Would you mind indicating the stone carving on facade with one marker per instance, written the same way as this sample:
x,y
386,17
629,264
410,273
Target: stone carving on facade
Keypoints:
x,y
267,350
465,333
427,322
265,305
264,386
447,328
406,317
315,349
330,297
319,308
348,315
● ● ● ●
WHAT THIS TASK INVOLVES: Tell how many lines in the data include the string "stone". Reply with the number and no other text.

OUTPUT FOR THIS EXERCISE: 2